TASK INSTRUCTIONS
[A] Reproduce word for word the passage of the article on the Open vSwitch vulnerability that begins at "The FTP ALG" and ends after "on the stack.".
[B] Extend the article on the Open vSwitch vulnerability, picking up right after its final sentence.

PAGE EXCERPT

-*-

A critical denial-of-service vulnerability in Open vSwitch, tracked as CVE-2026-34956, can be exploited remotely to crash virtual network infrastructure—and Windows Server administrators are among those who need to act immediately. Disclosed in spring 2026, the flaw lurks in the FTP Application Layer Gateway (ALG) of Open vSwitch’s connection tracking module. When a malformed EPASV command longer than expected reaches a vulnerable deployment, the userspace conntrack process dies, severing network connectivity for every virtual machine and container behind it.

The vulnerability exposes a brittle parsing routine inside the conntrack helper for FTP. Attackers can craft a single packet from any reachable network position—even an external IP—and send it to an FTP server protected by affected Open vSwitch instances. The resulting crash doesn’t just affect the FTP service; it tears down the entire openvswitch daemon, causing a complete withdrawal of all switching and routing functions. In environments where Open vSwitch runs in userspace, such as many Windows deployments using Hyper-V virtual switches or Azure Stack HCI’s network controller, the impact is immediate and widespread.

What Makes CVE-2026-34956 So Dangerous

The FTP ALG is meant to inspect control-channel commands like PORT, PASV, and EPASV so the conntrack module can dynamically allow data connections through the firewall. This is a common feature in many network stacks, but Open vSwitch implements it inside the ovs-vswitchd process. When a specially crafted EPASV command—designed for Extended Passive Mode in modern FTP—contains an argument that is too long, the parser triggers an out-of-bounds memory access or a null-pointer dereference, depending on the configuration. The Open vSwitch developers confirmed that the bug lives in the parse_ftp_epsv_cmd function, where an unsanitized length check allows a buffer overflow on the stack.

Because ovs-vswitchd runs with elevated privileges and is responsible for all packet forwarding, its crash takes down the entire virtual network. Cloud tenants relying on software-defined networking (SDN) lose their connections. Container pods behind a crashed instance can no longer communicate. Recovery often requires a manual restart of the service, and during that interval, attackers can repeat the exploit to sustain a denial of service. The vulnerability scores a CVSS 3.1 base of 8.6 (AV:N/AC:L/PR:N/UI:N/S:C/C:N/I:N/A:H), highlighting its remote exploitability and severe availability impact.

Why Windows Teams Must Pay Attention

Open vSwitch is not just a Linux curiosity. Microsoft has bundled and extended Open vSwitch for several products:

  • Hyper-V Virtual Switch: With the Hyper-V extensible switch, administrators can enable the Open vSwitch extension to replace the default Windows filter driver. This is common in development and test environments that mimic cloud deployments, and it is the foundation for Microsoft’s own software load balancer and Network Controller in Azure Stack HCI.

-*-

RAW DATA
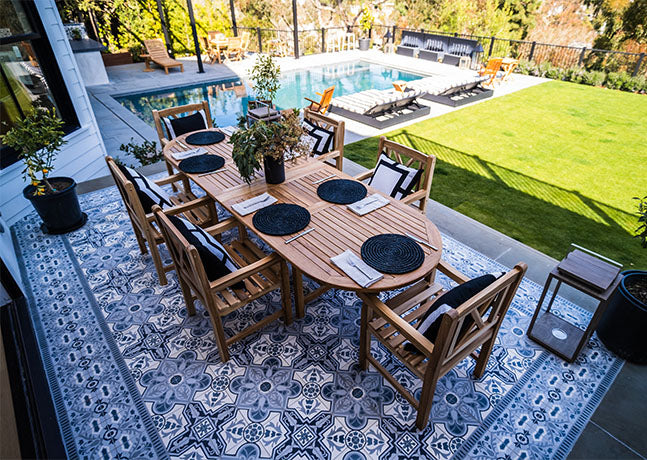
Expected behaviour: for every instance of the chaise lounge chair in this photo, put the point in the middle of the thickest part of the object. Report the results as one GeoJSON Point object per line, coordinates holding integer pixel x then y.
{"type": "Point", "coordinates": [379, 109]}
{"type": "Point", "coordinates": [452, 90]}
{"type": "Point", "coordinates": [157, 53]}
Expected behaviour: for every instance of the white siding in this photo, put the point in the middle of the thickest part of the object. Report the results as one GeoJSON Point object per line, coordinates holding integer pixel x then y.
{"type": "Point", "coordinates": [82, 157]}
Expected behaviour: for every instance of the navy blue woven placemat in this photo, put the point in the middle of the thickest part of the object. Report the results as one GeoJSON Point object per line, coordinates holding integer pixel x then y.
{"type": "Point", "coordinates": [392, 253]}
{"type": "Point", "coordinates": [205, 138]}
{"type": "Point", "coordinates": [281, 219]}
{"type": "Point", "coordinates": [201, 164]}
{"type": "Point", "coordinates": [341, 191]}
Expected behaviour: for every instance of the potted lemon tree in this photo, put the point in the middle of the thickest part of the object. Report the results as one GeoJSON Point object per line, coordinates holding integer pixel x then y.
{"type": "Point", "coordinates": [38, 138]}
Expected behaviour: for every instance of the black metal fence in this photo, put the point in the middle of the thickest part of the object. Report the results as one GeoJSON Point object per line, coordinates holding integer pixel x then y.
{"type": "Point", "coordinates": [312, 41]}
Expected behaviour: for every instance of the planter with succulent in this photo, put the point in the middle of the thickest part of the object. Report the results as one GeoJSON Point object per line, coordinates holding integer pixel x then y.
{"type": "Point", "coordinates": [38, 138]}
{"type": "Point", "coordinates": [623, 325]}
{"type": "Point", "coordinates": [365, 26]}
{"type": "Point", "coordinates": [269, 144]}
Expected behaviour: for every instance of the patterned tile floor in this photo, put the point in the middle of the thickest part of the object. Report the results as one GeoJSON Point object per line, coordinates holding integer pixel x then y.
{"type": "Point", "coordinates": [132, 376]}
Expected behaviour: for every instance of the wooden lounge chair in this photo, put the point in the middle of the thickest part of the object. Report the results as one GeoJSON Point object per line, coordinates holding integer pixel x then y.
{"type": "Point", "coordinates": [395, 322]}
{"type": "Point", "coordinates": [260, 274]}
{"type": "Point", "coordinates": [413, 159]}
{"type": "Point", "coordinates": [158, 54]}
{"type": "Point", "coordinates": [324, 103]}
{"type": "Point", "coordinates": [201, 211]}
{"type": "Point", "coordinates": [491, 70]}
{"type": "Point", "coordinates": [330, 124]}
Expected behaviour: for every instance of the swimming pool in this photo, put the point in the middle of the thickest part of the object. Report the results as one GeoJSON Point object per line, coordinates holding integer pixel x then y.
{"type": "Point", "coordinates": [228, 99]}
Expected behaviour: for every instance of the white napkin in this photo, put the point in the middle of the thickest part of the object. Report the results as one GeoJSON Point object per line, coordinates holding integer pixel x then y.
{"type": "Point", "coordinates": [254, 204]}
{"type": "Point", "coordinates": [368, 204]}
{"type": "Point", "coordinates": [356, 268]}
{"type": "Point", "coordinates": [188, 153]}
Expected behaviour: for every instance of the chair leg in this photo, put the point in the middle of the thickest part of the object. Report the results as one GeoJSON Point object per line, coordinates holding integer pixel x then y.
{"type": "Point", "coordinates": [285, 293]}
{"type": "Point", "coordinates": [188, 297]}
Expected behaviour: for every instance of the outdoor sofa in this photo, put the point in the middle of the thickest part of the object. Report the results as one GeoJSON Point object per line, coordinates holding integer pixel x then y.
{"type": "Point", "coordinates": [380, 108]}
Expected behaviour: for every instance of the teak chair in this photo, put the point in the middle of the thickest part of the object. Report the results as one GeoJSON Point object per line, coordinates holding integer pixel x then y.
{"type": "Point", "coordinates": [260, 273]}
{"type": "Point", "coordinates": [201, 211]}
{"type": "Point", "coordinates": [330, 124]}
{"type": "Point", "coordinates": [392, 323]}
{"type": "Point", "coordinates": [323, 105]}
{"type": "Point", "coordinates": [491, 70]}
{"type": "Point", "coordinates": [414, 159]}
{"type": "Point", "coordinates": [159, 55]}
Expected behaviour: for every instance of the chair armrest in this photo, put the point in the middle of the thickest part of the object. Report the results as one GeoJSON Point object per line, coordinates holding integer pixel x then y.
{"type": "Point", "coordinates": [451, 272]}
{"type": "Point", "coordinates": [365, 174]}
{"type": "Point", "coordinates": [411, 333]}
{"type": "Point", "coordinates": [242, 273]}
{"type": "Point", "coordinates": [419, 195]}
{"type": "Point", "coordinates": [170, 179]}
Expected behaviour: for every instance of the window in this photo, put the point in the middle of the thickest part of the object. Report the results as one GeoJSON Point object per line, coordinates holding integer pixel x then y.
{"type": "Point", "coordinates": [29, 74]}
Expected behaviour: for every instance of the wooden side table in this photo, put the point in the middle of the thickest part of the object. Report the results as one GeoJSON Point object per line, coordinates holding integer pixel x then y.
{"type": "Point", "coordinates": [589, 274]}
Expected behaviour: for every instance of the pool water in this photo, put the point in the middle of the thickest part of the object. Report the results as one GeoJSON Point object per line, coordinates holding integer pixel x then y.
{"type": "Point", "coordinates": [228, 98]}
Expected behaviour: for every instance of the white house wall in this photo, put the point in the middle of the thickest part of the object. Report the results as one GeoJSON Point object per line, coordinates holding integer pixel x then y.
{"type": "Point", "coordinates": [82, 157]}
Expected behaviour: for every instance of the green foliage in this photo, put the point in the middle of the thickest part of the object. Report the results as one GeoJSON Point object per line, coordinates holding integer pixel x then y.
{"type": "Point", "coordinates": [641, 231]}
{"type": "Point", "coordinates": [279, 140]}
{"type": "Point", "coordinates": [37, 137]}
{"type": "Point", "coordinates": [146, 152]}
{"type": "Point", "coordinates": [265, 75]}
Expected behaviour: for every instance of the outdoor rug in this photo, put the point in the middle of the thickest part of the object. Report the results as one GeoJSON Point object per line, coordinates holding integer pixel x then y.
{"type": "Point", "coordinates": [132, 376]}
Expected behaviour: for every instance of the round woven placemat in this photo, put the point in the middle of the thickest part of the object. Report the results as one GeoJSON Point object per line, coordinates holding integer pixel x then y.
{"type": "Point", "coordinates": [201, 164]}
{"type": "Point", "coordinates": [392, 253]}
{"type": "Point", "coordinates": [205, 138]}
{"type": "Point", "coordinates": [341, 191]}
{"type": "Point", "coordinates": [281, 219]}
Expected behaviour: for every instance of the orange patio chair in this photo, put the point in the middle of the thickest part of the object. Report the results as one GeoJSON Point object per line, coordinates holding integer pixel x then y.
{"type": "Point", "coordinates": [323, 105]}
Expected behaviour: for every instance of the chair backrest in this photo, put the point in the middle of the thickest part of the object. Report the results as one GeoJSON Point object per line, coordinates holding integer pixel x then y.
{"type": "Point", "coordinates": [186, 259]}
{"type": "Point", "coordinates": [129, 196]}
{"type": "Point", "coordinates": [173, 112]}
{"type": "Point", "coordinates": [485, 311]}
{"type": "Point", "coordinates": [411, 158]}
{"type": "Point", "coordinates": [337, 126]}
{"type": "Point", "coordinates": [156, 48]}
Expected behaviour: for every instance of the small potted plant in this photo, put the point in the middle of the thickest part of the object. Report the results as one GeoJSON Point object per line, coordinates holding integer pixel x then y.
{"type": "Point", "coordinates": [270, 143]}
{"type": "Point", "coordinates": [365, 26]}
{"type": "Point", "coordinates": [38, 138]}
{"type": "Point", "coordinates": [623, 324]}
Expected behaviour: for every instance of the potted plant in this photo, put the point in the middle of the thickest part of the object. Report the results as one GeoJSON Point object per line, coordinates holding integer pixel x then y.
{"type": "Point", "coordinates": [38, 138]}
{"type": "Point", "coordinates": [264, 75]}
{"type": "Point", "coordinates": [365, 26]}
{"type": "Point", "coordinates": [270, 143]}
{"type": "Point", "coordinates": [622, 327]}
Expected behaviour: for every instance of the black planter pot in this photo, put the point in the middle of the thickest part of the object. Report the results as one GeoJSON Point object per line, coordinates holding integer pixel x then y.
{"type": "Point", "coordinates": [364, 44]}
{"type": "Point", "coordinates": [274, 170]}
{"type": "Point", "coordinates": [624, 323]}
{"type": "Point", "coordinates": [60, 211]}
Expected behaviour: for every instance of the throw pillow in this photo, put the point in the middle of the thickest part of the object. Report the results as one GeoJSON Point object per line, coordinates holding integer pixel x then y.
{"type": "Point", "coordinates": [393, 178]}
{"type": "Point", "coordinates": [149, 192]}
{"type": "Point", "coordinates": [217, 262]}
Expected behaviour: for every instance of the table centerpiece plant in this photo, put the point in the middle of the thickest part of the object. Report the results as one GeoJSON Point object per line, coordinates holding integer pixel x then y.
{"type": "Point", "coordinates": [38, 138]}
{"type": "Point", "coordinates": [271, 143]}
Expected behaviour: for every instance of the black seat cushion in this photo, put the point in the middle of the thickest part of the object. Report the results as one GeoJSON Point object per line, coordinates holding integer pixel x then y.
{"type": "Point", "coordinates": [182, 125]}
{"type": "Point", "coordinates": [217, 262]}
{"type": "Point", "coordinates": [149, 192]}
{"type": "Point", "coordinates": [429, 324]}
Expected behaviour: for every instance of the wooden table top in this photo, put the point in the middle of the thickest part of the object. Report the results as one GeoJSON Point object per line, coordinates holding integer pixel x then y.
{"type": "Point", "coordinates": [336, 227]}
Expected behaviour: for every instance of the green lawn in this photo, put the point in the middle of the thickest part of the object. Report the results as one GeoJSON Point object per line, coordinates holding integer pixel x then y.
{"type": "Point", "coordinates": [549, 165]}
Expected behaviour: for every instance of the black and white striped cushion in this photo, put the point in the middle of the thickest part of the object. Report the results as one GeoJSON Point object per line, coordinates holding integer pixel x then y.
{"type": "Point", "coordinates": [217, 262]}
{"type": "Point", "coordinates": [149, 192]}
{"type": "Point", "coordinates": [182, 125]}
{"type": "Point", "coordinates": [393, 178]}
{"type": "Point", "coordinates": [319, 139]}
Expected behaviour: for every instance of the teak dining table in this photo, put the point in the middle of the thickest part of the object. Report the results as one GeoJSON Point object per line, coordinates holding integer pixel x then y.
{"type": "Point", "coordinates": [336, 228]}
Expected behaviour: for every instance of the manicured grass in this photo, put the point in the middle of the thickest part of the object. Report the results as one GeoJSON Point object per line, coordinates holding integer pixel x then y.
{"type": "Point", "coordinates": [549, 165]}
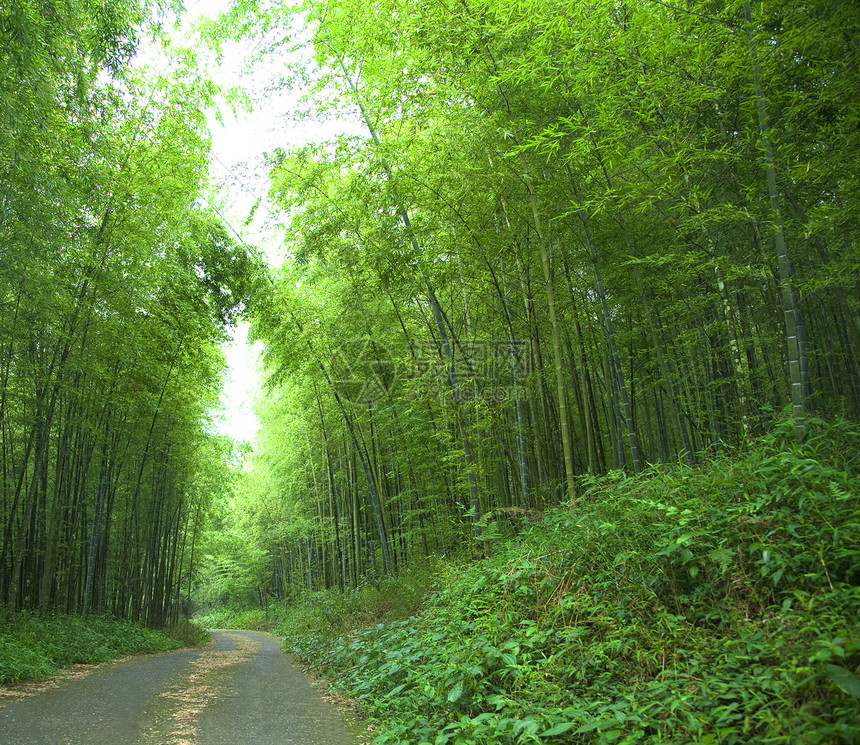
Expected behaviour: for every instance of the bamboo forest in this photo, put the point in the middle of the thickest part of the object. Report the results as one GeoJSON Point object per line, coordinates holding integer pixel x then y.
{"type": "Point", "coordinates": [556, 311]}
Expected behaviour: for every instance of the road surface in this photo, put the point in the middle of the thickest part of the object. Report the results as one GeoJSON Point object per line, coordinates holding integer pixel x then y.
{"type": "Point", "coordinates": [241, 691]}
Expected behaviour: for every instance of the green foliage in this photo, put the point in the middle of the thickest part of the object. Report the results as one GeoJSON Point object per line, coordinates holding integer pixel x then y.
{"type": "Point", "coordinates": [33, 647]}
{"type": "Point", "coordinates": [711, 605]}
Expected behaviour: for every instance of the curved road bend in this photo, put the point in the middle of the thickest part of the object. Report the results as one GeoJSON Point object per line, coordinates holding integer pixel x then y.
{"type": "Point", "coordinates": [241, 691]}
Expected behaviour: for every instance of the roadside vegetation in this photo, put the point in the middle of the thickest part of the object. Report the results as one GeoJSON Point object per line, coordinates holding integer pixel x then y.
{"type": "Point", "coordinates": [713, 605]}
{"type": "Point", "coordinates": [34, 647]}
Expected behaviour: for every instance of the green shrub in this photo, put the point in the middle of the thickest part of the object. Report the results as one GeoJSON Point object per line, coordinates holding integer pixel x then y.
{"type": "Point", "coordinates": [710, 605]}
{"type": "Point", "coordinates": [33, 646]}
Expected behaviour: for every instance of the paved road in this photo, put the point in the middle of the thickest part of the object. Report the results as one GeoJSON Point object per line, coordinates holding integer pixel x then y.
{"type": "Point", "coordinates": [241, 691]}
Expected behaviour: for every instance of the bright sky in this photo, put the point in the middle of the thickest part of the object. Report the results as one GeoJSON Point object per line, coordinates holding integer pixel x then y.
{"type": "Point", "coordinates": [236, 166]}
{"type": "Point", "coordinates": [238, 145]}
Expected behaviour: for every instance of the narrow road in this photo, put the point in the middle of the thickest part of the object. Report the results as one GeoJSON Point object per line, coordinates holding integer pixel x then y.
{"type": "Point", "coordinates": [241, 691]}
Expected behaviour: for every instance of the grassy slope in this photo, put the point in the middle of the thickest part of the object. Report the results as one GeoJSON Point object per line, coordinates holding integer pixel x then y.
{"type": "Point", "coordinates": [34, 647]}
{"type": "Point", "coordinates": [711, 605]}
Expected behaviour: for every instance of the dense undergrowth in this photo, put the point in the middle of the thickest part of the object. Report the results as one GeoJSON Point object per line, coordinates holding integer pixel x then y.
{"type": "Point", "coordinates": [709, 605]}
{"type": "Point", "coordinates": [34, 647]}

-*-

REPLIES
[A]
The FTP ALG is meant to inspect control-channel commands like PORT, PASV, and EPASV so the conntrack module can dynamically allow data connections through the firewall. This is a common feature in many network stacks, but Open vSwitch implements it inside the ovs-vswitchd process. When a specially crafted EPASV command—designed for Extended Passive Mode in modern FTP—contains an argument that is too long, the parser triggers an out-of-bounds memory access or a null-pointer dereference, depending on the configuration. The Open vSwitch developers confirmed that the bug lives in the parse_ftp_epsv_cmd function, where an unsanitized length check allows a buffer overflow on the stack.

[B]
  • Windows Containers: Docker on Windows can use Open vSwitch for networking when deployed with a transparent network driver. Many orchestrators, including Kubernetes, rely on Open vSwitch for overlay networks like Flannel or OVN.
  • Azure Stack HCI and SDN: Microsoft’s hyperconverged infrastructure platform makes heavy use of Open vSwitch for security groups, quality of service, and routed networks. The Network Controller pushes policies to the Open vSwitch instance on every host.
  • Visual Studio and Dev Environments: Developers running Linux containers on Windows often install Open vSwitch through the Windows Subsystem for Linux or through tools like Minikube. These may not be production-critical, but they can still be abused as pivot points.

If you run Windows Server 2022 or later with the Hyper-V role and have enabled the Open vSwitch extension, your hosts are potentially vulnerable. The same applies if you have deployed Azure Stack HCI clusters. Microsoft has already released patches and updated the Open vSwitch binaries that ship with Windows Server, but standalone installations of Open vSwitch on Windows obtained through package managers or compiled from source must be updated separately.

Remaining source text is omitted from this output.